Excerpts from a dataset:

====

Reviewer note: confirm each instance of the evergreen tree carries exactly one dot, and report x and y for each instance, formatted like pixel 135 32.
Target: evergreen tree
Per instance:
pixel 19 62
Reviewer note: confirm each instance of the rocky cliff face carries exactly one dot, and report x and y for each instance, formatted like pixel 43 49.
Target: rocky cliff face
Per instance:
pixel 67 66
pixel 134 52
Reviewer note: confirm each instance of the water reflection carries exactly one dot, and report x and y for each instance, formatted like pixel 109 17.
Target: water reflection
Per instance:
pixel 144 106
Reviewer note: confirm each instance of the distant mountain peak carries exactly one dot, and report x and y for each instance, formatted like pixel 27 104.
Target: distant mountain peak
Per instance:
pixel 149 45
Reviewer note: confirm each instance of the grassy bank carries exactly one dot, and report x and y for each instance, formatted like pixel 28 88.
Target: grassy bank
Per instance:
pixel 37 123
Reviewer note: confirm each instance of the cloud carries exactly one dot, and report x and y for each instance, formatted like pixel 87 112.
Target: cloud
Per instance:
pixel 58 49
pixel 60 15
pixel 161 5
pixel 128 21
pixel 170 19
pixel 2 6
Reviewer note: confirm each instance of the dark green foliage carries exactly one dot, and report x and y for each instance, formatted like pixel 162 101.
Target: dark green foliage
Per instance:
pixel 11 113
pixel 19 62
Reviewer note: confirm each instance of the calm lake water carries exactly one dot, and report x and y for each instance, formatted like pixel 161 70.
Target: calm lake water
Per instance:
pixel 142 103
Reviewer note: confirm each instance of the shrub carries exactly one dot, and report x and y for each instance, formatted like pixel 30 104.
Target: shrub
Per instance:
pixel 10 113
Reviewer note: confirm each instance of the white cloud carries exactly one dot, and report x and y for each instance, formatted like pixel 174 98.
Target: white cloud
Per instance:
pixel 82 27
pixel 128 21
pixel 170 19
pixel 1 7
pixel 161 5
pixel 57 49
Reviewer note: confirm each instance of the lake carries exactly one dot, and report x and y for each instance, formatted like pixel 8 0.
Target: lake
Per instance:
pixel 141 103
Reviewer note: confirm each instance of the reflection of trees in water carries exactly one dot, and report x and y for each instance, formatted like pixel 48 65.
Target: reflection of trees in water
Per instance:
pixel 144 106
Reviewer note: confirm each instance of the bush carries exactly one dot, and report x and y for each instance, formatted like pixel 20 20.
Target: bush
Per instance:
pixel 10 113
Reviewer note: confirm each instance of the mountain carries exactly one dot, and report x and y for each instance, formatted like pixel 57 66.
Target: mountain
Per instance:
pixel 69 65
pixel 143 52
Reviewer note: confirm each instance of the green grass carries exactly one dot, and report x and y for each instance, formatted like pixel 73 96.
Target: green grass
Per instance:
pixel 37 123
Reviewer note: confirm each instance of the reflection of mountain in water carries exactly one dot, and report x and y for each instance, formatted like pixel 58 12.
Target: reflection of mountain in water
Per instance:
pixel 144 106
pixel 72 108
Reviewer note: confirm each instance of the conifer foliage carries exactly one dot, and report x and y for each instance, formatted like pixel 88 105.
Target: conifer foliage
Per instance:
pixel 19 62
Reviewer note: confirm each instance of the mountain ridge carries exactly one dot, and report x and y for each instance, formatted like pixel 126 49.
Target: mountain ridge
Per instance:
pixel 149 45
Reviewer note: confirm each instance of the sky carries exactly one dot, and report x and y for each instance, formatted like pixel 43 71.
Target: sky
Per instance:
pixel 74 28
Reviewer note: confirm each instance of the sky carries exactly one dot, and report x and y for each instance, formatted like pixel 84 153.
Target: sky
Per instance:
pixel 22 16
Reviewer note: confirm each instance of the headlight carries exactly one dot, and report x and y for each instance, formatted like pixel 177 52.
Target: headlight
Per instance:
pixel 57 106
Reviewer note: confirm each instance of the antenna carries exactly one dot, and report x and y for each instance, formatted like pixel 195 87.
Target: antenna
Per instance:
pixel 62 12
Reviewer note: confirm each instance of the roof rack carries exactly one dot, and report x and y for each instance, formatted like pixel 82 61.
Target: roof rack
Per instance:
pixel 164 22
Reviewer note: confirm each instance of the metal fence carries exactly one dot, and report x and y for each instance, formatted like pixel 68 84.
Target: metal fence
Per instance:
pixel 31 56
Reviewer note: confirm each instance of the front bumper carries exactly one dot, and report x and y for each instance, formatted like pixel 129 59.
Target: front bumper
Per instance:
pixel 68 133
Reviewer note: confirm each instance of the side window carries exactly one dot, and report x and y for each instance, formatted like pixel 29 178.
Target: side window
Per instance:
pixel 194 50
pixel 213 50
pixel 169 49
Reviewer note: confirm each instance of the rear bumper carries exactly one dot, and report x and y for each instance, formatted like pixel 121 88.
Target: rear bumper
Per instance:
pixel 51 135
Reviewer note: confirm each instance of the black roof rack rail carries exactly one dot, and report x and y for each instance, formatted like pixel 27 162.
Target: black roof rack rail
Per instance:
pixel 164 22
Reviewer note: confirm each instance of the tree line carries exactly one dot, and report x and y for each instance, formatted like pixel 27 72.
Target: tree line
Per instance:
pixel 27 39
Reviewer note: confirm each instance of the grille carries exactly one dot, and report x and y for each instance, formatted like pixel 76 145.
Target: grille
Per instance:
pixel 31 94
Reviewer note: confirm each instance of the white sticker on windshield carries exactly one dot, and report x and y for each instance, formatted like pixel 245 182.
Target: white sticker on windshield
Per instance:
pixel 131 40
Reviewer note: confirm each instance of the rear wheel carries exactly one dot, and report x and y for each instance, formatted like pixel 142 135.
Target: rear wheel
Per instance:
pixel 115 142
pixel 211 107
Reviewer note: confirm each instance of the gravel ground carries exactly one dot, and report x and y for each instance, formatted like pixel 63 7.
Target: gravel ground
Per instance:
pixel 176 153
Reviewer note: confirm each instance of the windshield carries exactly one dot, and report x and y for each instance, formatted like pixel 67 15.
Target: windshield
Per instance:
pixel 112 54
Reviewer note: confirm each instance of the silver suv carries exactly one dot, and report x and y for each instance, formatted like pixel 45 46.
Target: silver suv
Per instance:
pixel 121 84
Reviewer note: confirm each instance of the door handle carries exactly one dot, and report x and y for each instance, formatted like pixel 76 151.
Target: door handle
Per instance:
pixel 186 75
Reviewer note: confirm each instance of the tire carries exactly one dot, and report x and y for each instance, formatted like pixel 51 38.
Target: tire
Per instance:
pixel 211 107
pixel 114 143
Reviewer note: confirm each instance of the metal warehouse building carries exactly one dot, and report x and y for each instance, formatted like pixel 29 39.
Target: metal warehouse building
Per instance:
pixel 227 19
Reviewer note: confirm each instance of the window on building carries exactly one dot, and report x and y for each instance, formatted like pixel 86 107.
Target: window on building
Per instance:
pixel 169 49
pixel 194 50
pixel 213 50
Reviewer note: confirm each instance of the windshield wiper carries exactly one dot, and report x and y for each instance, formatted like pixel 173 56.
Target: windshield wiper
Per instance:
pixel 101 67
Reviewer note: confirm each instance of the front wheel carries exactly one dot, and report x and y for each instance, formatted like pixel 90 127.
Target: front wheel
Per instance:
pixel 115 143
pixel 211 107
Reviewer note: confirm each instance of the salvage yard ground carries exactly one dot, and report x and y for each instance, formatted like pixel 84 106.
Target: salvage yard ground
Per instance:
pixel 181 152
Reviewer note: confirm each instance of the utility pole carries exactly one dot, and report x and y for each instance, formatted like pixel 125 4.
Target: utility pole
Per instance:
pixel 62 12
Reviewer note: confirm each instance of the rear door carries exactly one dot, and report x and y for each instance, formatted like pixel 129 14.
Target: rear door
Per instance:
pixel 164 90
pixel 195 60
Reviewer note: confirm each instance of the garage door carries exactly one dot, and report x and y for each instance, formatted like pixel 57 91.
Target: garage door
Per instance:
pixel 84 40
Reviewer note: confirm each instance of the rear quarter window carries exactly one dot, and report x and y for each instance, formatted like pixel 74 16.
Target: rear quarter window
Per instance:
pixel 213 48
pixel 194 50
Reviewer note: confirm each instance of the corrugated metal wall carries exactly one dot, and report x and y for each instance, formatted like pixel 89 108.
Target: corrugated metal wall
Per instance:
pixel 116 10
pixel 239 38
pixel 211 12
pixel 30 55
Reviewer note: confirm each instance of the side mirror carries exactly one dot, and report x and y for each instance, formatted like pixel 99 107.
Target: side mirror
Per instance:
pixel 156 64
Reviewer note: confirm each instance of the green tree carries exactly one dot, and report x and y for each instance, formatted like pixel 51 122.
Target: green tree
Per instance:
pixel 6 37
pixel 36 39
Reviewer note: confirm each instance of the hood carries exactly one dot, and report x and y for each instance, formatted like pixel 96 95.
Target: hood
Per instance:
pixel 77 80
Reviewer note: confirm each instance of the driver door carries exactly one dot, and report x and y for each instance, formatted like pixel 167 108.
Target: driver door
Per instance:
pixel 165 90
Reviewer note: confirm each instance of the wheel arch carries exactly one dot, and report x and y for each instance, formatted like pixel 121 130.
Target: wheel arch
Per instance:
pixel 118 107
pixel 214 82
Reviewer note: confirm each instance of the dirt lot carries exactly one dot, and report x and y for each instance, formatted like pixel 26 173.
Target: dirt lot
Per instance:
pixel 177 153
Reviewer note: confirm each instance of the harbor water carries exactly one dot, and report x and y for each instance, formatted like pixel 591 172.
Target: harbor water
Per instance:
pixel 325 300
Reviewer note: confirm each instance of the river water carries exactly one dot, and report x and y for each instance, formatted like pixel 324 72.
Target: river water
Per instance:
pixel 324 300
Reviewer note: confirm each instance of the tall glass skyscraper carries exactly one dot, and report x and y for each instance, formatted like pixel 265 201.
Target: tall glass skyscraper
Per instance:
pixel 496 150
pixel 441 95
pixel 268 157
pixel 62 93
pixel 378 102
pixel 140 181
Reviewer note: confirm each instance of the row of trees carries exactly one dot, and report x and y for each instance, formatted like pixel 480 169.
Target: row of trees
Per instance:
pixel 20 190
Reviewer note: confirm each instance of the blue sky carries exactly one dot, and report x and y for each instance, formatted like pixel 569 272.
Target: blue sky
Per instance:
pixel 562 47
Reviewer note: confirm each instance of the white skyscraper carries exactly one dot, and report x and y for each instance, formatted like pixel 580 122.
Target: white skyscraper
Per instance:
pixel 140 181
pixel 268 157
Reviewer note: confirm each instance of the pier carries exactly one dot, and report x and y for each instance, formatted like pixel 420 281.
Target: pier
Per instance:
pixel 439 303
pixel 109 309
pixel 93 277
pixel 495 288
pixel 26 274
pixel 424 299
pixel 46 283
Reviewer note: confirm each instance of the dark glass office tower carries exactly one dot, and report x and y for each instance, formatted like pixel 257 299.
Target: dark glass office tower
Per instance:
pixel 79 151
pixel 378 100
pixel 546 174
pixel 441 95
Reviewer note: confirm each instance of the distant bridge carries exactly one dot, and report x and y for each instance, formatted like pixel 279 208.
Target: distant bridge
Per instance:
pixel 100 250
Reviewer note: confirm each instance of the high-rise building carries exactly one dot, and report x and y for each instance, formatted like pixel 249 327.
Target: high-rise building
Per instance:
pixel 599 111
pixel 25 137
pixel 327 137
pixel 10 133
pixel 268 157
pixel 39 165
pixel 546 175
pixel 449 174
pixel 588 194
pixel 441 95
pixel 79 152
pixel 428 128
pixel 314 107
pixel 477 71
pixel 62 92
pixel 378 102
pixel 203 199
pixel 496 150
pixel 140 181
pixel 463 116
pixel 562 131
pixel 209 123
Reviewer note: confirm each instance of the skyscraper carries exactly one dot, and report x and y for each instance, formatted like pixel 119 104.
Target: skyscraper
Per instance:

====

> **What the task asks**: The answer must consist of each line from the data that includes the string "black".

> **Solution to this exercise**:
Reviewer note: confirm each instance of the black roof rack rail carries exactly one dot, and report x and y for each instance, formatted like pixel 27 162.
Target: black roof rack rail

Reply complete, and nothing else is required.